- _TUGAS YANG DIBERIKAN 1_
Tentukan apakah tiap pernyataan berikut sesuai dengan teks tentang Reformasi 1998, lalu jawab ya atau tidak dan kutip persis kata-kata teks yang menentukannya: (a) Orde Baru berlangsung dari tahun 1966 sampai 1998. (b) Pada masa Orde Baru terdapat lima partai politik. (c) Gerakan Reformasi 1998 dipelopori oleh mahasiswa.
- _TUGAS YANG DIBERIKAN 2_
Salin kata demi kata bagian teks tentang Reformasi 1998, mulai dari "Kepala Program Studi" dan berlanjut hingga "kita tengok sejenak.".
- _TUGAS YANG DIBERIKAN 3_
Menurut teks tentang Reformasi 1998, sudah berapa lama rezim Presiden Soeharto berkuasa ketika runtuh?

- _TEKS HALAMAN_
====================

Oleh:
Dr. Eng. Ir. Rudi W. Prastianto, S.T., M.T, IPU.
Kepala Program Studi Sarjana Teknik Lepas Pantai
Departemen Teknik Kelautan,
Institut Teknologi Sepuluh Nopember (ITS) – Surabaya
Di akhir bulan Agustus 2025 lalu, terjadi peristiwa yang memilukan bagi kita sebagai sebuah bangsa yang baru merayakan HUT kemerdekaanya yang ke-80 tahun. Nampaknya ibu pertiwi sedang berduka. Demonstrasi unjuk aspirasi berubah menjadi amuk massa. Efeknya berantai, meluas, menasional sifatnya, makin menambah keprihatinan. Soal nasib negara, pemerintahan, dan rakyatnya. Melihat kondisi seperti itu langsung saya teringat dengan Reformasi Indonesia di tahun 1998. Mari kita tengok sejenak.
Reformasi Indonesia (1998)
Istilah “Reformasi” di Indonesia merujuk pada periode perubahan besar yang dimulai tahun 1998, ketika rezim Presiden Soeharto yang sudah berkuasa lebih dari 32 tahun (Orde Baru, 1966–1998) runtuh akibat krisis multidimensi. Berbagai pihak telah mengkaji dan memahami betul bahwa sebab krisis tersebut yang paling kentara diantara adalah: karena Korupsi, Kolusi, Nepotisme (KKN). Rezim Orde Baru dikenal dengan praktik KKN yang meluas. Monopoli ekonomi dikuasai kroni-kroni Soeharto. Kemudian juga adanya otoritarianisme politik yang mana kebebasan berpendapat ditekan, media diawasi. Waktu itu partai politik hanya tiga (Golkar, PDI, PPP) dan di bawah kendali rezim. Faktor lainnya adalah terjadinya kesenjangan sosial & ketidakadilan. Pertumbuhan ekonomi tinggi di era Orde Baru, tapi distribusi tidak merata. Kemiskinan dan ketimpangan makin nyata ketika krisis melanda.
Reformasi Indonesia ada yang menyebut sebagai “revolusi damai” karena berhasil mengganti sistem politik otoriter menjadi lebih demokratis tanpa perang saudara. Namun, hingga kini (lebih 25 tahun kemudian), masih banyak agenda reformasi yang dinilai belum tuntas. Korupsi masih meluas dan bahkan eskalasinya makin menggila. Kesenjangan sosial-ekonomi tetap besar. Juga, demokrasi terasa mundur dan tidak konsekuen. Reformasi 1998 adalah gerakan rakyat (dipelopori mahasiswa) yang menggulingkan rezim Orde Baru, yang sebenarnya membuka jalan bagi demokratisasi Indonesia, meskipun faktanya masih menyisakan pekerjaan rumah besar dalam penegakan hukum, keadilan sosial, dan pemberantasan korupsi.

====================

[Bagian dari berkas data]
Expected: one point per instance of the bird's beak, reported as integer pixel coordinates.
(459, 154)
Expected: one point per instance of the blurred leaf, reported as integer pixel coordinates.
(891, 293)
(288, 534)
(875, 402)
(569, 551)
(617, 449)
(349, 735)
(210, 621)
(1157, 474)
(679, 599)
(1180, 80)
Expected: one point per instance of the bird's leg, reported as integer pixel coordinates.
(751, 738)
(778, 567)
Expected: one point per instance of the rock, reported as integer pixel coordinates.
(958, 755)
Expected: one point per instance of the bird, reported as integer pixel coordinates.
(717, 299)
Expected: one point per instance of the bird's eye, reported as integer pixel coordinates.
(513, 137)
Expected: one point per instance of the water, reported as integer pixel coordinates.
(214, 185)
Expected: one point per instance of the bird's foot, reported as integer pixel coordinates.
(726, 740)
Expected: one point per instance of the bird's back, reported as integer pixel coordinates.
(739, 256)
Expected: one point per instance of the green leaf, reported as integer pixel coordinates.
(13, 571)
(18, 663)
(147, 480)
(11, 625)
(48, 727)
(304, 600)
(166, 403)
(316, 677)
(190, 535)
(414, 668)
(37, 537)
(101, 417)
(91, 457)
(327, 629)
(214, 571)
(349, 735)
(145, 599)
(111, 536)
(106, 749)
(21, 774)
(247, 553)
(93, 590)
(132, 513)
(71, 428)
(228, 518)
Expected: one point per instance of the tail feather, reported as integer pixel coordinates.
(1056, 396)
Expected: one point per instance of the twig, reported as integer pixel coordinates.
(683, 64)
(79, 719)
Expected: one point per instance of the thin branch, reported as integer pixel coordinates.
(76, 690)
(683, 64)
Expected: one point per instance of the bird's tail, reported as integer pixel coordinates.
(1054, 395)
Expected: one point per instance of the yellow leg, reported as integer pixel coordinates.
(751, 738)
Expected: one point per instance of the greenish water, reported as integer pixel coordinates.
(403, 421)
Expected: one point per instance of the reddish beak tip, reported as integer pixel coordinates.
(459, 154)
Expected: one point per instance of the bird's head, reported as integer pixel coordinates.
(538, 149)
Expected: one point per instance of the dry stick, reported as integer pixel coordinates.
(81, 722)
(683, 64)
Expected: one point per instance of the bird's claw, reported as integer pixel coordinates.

====================

- _KELUARAN LENGKAP 1_
(a) Ya: "(Orde Baru, 1966–1998)".
(b) Tidak: "Waktu itu partai politik hanya tiga (Golkar, PDI, PPP)".
(c) Ya: "gerakan rakyat (dipelopori mahasiswa)".

- _KELUARAN LENGKAP 2_
Kepala Program Studi Sarjana Teknik Lepas Pantai
Departemen Teknik Kelautan,
Institut Teknologi Sepuluh Nopember (ITS) – Surabaya
Di akhir bulan Agustus 2025 lalu, terjadi peristiwa yang memilukan bagi kita sebagai sebuah bangsa yang baru merayakan HUT kemerdekaanya yang ke-80 tahun. Nampaknya ibu pertiwi sedang berduka. Demonstrasi unjuk aspirasi berubah menjadi amuk massa. Efeknya berantai, meluas, menasional sifatnya, makin menambah keprihatinan. Soal nasib negara, pemerintahan, dan rakyatnya. Melihat kondisi seperti itu langsung saya teringat dengan Reformasi Indonesia di tahun 1998. Mari kita tengok sejenak.

- _KELUARAN LENGKAP 3_
Lebih dari 32 tahun.